Segment Start: Data

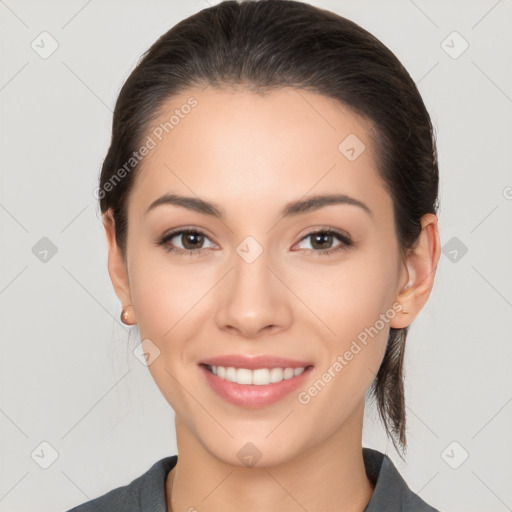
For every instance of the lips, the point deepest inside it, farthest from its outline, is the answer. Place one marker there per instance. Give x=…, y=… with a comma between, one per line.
x=255, y=362
x=254, y=382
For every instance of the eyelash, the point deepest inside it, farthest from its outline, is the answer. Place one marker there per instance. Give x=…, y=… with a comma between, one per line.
x=345, y=240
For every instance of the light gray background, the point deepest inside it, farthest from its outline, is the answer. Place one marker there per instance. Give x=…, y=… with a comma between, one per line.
x=68, y=375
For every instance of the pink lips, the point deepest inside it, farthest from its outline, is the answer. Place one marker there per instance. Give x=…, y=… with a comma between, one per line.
x=252, y=396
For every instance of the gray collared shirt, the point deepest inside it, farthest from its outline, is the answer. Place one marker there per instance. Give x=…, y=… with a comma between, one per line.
x=147, y=492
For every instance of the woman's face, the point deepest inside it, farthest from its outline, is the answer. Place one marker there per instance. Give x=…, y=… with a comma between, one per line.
x=257, y=282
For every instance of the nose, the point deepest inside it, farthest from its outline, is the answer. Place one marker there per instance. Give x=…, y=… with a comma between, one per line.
x=254, y=300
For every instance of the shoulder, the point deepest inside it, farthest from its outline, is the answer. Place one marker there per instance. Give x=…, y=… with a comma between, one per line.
x=391, y=492
x=146, y=492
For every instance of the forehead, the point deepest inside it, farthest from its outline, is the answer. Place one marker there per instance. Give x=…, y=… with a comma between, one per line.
x=246, y=145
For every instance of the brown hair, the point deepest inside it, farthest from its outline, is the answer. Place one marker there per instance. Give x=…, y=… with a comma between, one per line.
x=269, y=44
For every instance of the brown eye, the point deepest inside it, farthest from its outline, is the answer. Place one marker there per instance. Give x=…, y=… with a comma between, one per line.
x=325, y=241
x=185, y=241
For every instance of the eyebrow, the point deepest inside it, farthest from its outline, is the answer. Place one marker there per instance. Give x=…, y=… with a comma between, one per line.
x=290, y=209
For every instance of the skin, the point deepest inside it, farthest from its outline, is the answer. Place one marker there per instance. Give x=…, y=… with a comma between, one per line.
x=251, y=154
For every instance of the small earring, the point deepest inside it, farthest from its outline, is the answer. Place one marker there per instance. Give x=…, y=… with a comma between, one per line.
x=125, y=315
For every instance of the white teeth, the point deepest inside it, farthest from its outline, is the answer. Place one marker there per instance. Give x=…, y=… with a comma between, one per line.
x=259, y=377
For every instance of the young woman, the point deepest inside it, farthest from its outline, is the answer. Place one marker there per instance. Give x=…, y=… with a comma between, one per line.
x=269, y=200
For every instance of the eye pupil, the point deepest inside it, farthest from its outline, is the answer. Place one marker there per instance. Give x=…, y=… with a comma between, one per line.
x=323, y=239
x=196, y=239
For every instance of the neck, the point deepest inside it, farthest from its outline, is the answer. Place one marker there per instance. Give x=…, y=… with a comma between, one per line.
x=330, y=476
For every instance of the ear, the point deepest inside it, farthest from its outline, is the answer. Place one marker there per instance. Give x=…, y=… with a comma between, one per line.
x=116, y=264
x=420, y=268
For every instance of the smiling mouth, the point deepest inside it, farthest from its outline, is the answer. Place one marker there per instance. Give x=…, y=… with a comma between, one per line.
x=257, y=377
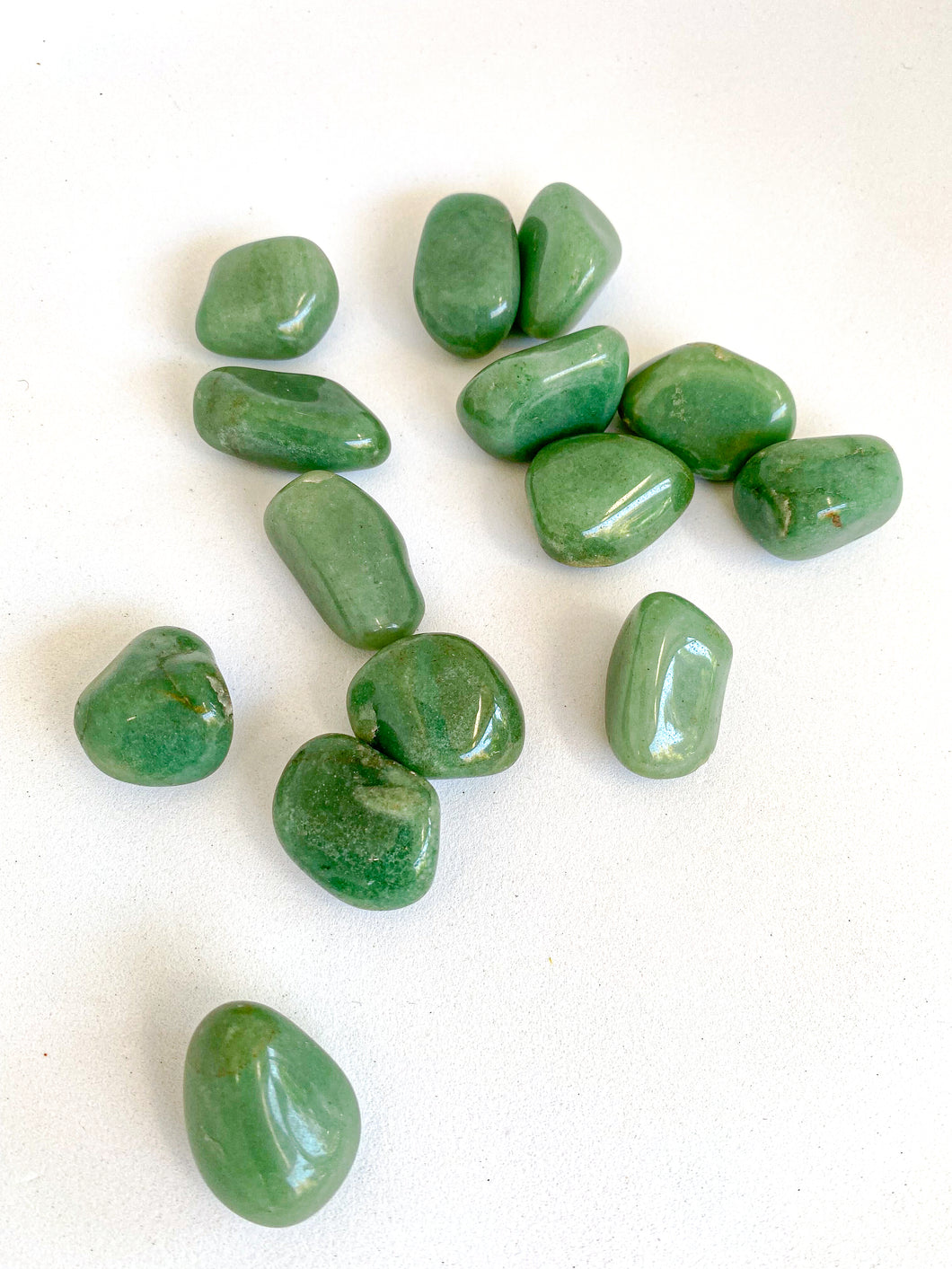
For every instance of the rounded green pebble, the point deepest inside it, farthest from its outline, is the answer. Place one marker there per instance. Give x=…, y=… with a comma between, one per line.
x=272, y=1119
x=466, y=279
x=564, y=387
x=363, y=826
x=295, y=421
x=804, y=498
x=599, y=500
x=438, y=704
x=159, y=713
x=273, y=298
x=710, y=406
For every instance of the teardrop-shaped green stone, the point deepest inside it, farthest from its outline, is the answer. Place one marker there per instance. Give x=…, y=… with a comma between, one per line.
x=272, y=1119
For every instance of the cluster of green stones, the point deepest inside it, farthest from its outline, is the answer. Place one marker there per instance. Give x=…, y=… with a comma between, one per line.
x=272, y=1119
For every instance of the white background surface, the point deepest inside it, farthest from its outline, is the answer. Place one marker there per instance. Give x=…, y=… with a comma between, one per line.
x=701, y=1023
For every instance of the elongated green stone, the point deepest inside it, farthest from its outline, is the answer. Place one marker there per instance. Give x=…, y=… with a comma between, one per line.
x=439, y=706
x=272, y=298
x=666, y=687
x=466, y=280
x=363, y=826
x=569, y=251
x=272, y=1119
x=348, y=556
x=296, y=421
x=565, y=387
x=804, y=498
x=711, y=408
x=598, y=500
x=159, y=713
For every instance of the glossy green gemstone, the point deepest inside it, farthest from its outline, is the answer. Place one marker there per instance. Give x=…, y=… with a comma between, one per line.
x=805, y=498
x=565, y=387
x=666, y=687
x=569, y=251
x=362, y=825
x=273, y=298
x=598, y=500
x=466, y=280
x=348, y=556
x=711, y=408
x=159, y=713
x=272, y=1119
x=296, y=421
x=439, y=706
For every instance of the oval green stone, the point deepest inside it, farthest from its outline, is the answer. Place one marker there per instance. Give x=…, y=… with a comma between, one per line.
x=569, y=251
x=710, y=406
x=159, y=713
x=273, y=298
x=666, y=687
x=348, y=556
x=439, y=706
x=363, y=826
x=804, y=498
x=272, y=1119
x=466, y=280
x=598, y=500
x=565, y=387
x=296, y=421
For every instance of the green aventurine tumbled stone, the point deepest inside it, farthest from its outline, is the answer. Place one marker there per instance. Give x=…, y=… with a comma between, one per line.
x=561, y=389
x=363, y=826
x=666, y=687
x=273, y=298
x=439, y=706
x=598, y=500
x=804, y=498
x=296, y=421
x=272, y=1119
x=711, y=408
x=466, y=280
x=348, y=556
x=569, y=251
x=159, y=713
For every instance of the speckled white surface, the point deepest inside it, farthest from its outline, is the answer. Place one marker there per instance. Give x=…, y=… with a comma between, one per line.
x=702, y=1024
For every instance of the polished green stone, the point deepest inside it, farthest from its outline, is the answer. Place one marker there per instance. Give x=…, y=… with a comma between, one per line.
x=666, y=687
x=711, y=408
x=439, y=706
x=598, y=500
x=804, y=498
x=561, y=389
x=272, y=1119
x=296, y=421
x=466, y=280
x=273, y=298
x=362, y=825
x=569, y=251
x=159, y=713
x=348, y=556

Segment End: Data

Task to complete ::
Word for word, set down each record shown above, omitting the pictures.

Your solution ::
For every instance of the lips, the point deepest inside it, farthest from its outline, is the answer. Place one marker there per instance. Give x=…, y=… with a comma between, one per line.
x=255, y=362
x=254, y=382
For every instance of the eyelash, the point deepest inside it, farthest from its outline, is the answer. Place one marker there per instance. Give x=…, y=… with a comma between, one per line.
x=345, y=240
For every instance of the light gray background, the point deepest inside it, farthest from its outline, is the answer. Place one marker there per instance. Give x=…, y=… with a comma between, one per line.
x=68, y=375
For every instance of the pink lips, the point deepest inside it, farthest from its outline, is the answer. Place one marker there per instance. Give x=…, y=… with a comma between, one per line.
x=252, y=396
For every instance of the gray collared shirt, the point deepest inside it, farthest from its outline, is the answer. Place one marker there per instance. Give x=…, y=… with a comma between, one per line.
x=147, y=492
For every instance of the woman's face, the point deepest inside it, farthest from its outline, is the answer. Place one marker there per instance. Give x=…, y=… with a comma between, one per line.
x=257, y=282
For every instance of the nose, the point deepest inside it, farthest from its outline, is the answer. Place one marker there per instance. Give x=…, y=… with a comma between, one per line.
x=254, y=300
For every instance of the shoulder, the point deepest inside it, farthest from its outline, is the answer. Place one marker there per instance. Give x=…, y=… with a comma between, one per line.
x=391, y=492
x=146, y=492
For every instance of the forehead, the point deepest inside it, farthest from its outline, is the answer. Place one marker there per instance. Give x=…, y=… with a comma between, one per line.
x=246, y=145
For every instance of the brown hair, the point deepest inside it, farthest from its outline, is the answer. Place one marker there per instance. Give x=…, y=… with a comma between, one per line.
x=269, y=44
For every instance of the brown eye, the point deepest inside it, farthest from its outline, is the answer. Place one marker there per instance. Give x=…, y=… with a comma between, one per line.
x=325, y=241
x=185, y=241
For every instance of the eyebrow, the point deepest inside it, farthest from its outline, is the answer. Place one marker there per instance. Give x=…, y=… with a comma between, one per line.
x=290, y=209
For every instance of the skin, the point deepest inside it, farthest from its outline, is the answer. Place one marker there per instance. Give x=…, y=… with a comma between, one per line.
x=251, y=154
For every instance of the small earring, the point deepest inside it, farthest from its outline, is the answer. Place one marker there per instance. Give x=…, y=… with a comma between, one per line.
x=125, y=315
For every instance of the white teeth, the point deepest inside it, farthest from its outline, is the answer. Place one marker there per instance. Give x=…, y=… with a comma between, one per line.
x=259, y=377
For every instance of the young woman, the point deepest inside it, farthest from its outline, is the answer. Place one marker there per instance. Give x=…, y=… with a comma between, one per line.
x=269, y=200
For every instance of the eye pupil, the point deepest inside it, farthest from its outline, is the answer. Place one marker there per instance. Give x=…, y=… with a comma between, one per line.
x=323, y=239
x=196, y=239
For every instance of the neck, the point deepest inside it, farthest from its outline, is the answer. Place one marker there per instance. Give x=…, y=… with a comma between, one per line.
x=330, y=476
For every instance of the ear, the point deepest inside it, farthest from its outline, is the answer. Place one marker there per instance. Give x=…, y=… with a comma between, one per line.
x=116, y=264
x=420, y=268
For every instance of the smiling mouth, the point deepest inside it, farthest from its outline, is the answer. Place one marker there per instance. Give x=…, y=… with a comma between, one per line.
x=257, y=377
For every instance of the rounded green pebble, the point deepest inside it, farthest from its outline, is the answer. Place one marker there per instance. Give x=…, y=… with a comma between, one per line.
x=272, y=1119
x=466, y=279
x=564, y=387
x=363, y=826
x=295, y=421
x=804, y=498
x=599, y=500
x=438, y=704
x=159, y=713
x=273, y=298
x=710, y=406
For every instance of the teardrop-shaped green stone, the point deepest inside it, farthest from its outline, is the answer. Place one marker there per instance. Give x=…, y=… with a comma between, one per line.
x=272, y=1119
For every instance of the cluster of green stones, the point deepest inside it, farthest from its outline, is the answer. Place one marker there per instance. Give x=…, y=… with a comma between, one per line.
x=272, y=1119
For every instance of the white background surface, the point deepest inside it, farthest from its outline, is the answer. Place one marker there per instance. Give x=…, y=… with a comma between, one per line.
x=701, y=1023
For every instance of the elongated green stone, the point deepest inside it, farthest from its outline, is the answer. Place one marker there per instance. Give x=…, y=… with a comma between, one per line.
x=439, y=706
x=272, y=298
x=666, y=687
x=466, y=280
x=363, y=826
x=569, y=251
x=272, y=1119
x=348, y=556
x=296, y=421
x=565, y=387
x=804, y=498
x=711, y=408
x=598, y=500
x=159, y=713
For every instance of the glossy green gemstone, the point deepest inside it, farthest from its outline, is the answer. Place one marker there per instance. Give x=…, y=… with a comma between, one per line.
x=805, y=498
x=565, y=387
x=666, y=687
x=569, y=251
x=362, y=825
x=273, y=298
x=598, y=500
x=466, y=280
x=348, y=556
x=711, y=408
x=159, y=713
x=272, y=1119
x=296, y=421
x=439, y=706
For every instance of the oval green stone, the point deepest inside it, farthest from its outline, is the answer. Place one marker there per instance. Give x=…, y=… with a comma between, one per line.
x=569, y=251
x=710, y=406
x=159, y=713
x=273, y=298
x=666, y=687
x=348, y=556
x=439, y=706
x=363, y=826
x=804, y=498
x=272, y=1119
x=466, y=280
x=598, y=500
x=565, y=387
x=296, y=421
For every instance of the green aventurine tumbled stone, the point deepest inside it, farthest from its outline, is the answer. Place one marker there per instance. Give x=…, y=… with a comma between, one per line.
x=561, y=389
x=363, y=826
x=666, y=687
x=273, y=298
x=439, y=706
x=598, y=500
x=804, y=498
x=296, y=421
x=272, y=1119
x=711, y=408
x=466, y=280
x=348, y=556
x=569, y=251
x=159, y=713
For every instance of the speckled white surface, the point deepest inside it, farthest from its outline, is the answer. Place one marker there per instance. Give x=…, y=… with a comma between, one per line.
x=702, y=1024
For every instance of the polished green stone, the point deepest inside it, farthest from its outline, is the answer. Place one marker there per instance. Give x=…, y=… with a comma between, one per line.
x=666, y=687
x=711, y=408
x=439, y=706
x=598, y=500
x=804, y=498
x=561, y=389
x=272, y=1119
x=296, y=421
x=466, y=280
x=273, y=298
x=362, y=825
x=569, y=251
x=159, y=713
x=348, y=556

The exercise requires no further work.